▶ **Requirement A**
In the comment on the Bayreuth Ring, what did Pierre Boulez notoriously suggest?

Here's more on the _Ring,_ if you have the stomach for it:

http://www.bloomberg.com/news/artic...os-and-more-boos-greet-bayreuth-ring-director

http://www.nytimes.com/2013/08/02/arts/music/at-bayreuth-boos-and-dropped-jaws.html?_r=0

http://www.ft.com/cms/s/2/7f47ccfa-fa97-11e2-87b9-00144feabdc0.html#axzz3e7Icp8iA

http://www.wagneropera.net/Articles/Bayreuth-2013-Castorf-Ring.htm

Pierre Boulez notoriously suggested burning down the world's opera houses. But that was a long time ago, when operas were still being performed with respect for the conceptions of their composers. Where is Boulez, now that he himself is a veteran of Bayreuth? Will he call for an end to this sick perversity? Or is it all too obvious to him that this is his own spawn: the logical outcome of 20th-century Modernism's call for the destruction of the past?

▶ **Data**
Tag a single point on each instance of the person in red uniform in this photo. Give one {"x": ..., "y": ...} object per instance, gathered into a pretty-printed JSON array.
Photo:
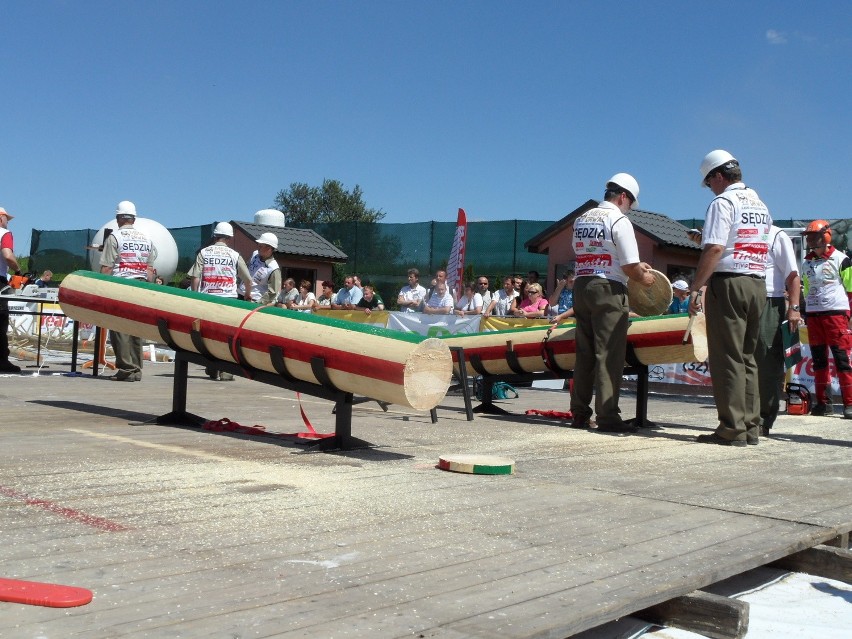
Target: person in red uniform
[
  {"x": 828, "y": 289},
  {"x": 7, "y": 263}
]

▶ **Requirement B**
Rewrite every entry above, swapping "person" for "figure" wherever it occurs and changing nothing else. Omit the pictures from your answer.

▶ **Exercise answer A**
Burning down the world's opera houses.

▶ **Exercise answer B**
Tag a single point on each instance of the figure in red uniform in this photo. Give one {"x": ..., "y": ...} object per instance, gathered into a pretty-printed JSON array.
Photo:
Target: figure in red uniform
[
  {"x": 828, "y": 289},
  {"x": 7, "y": 263}
]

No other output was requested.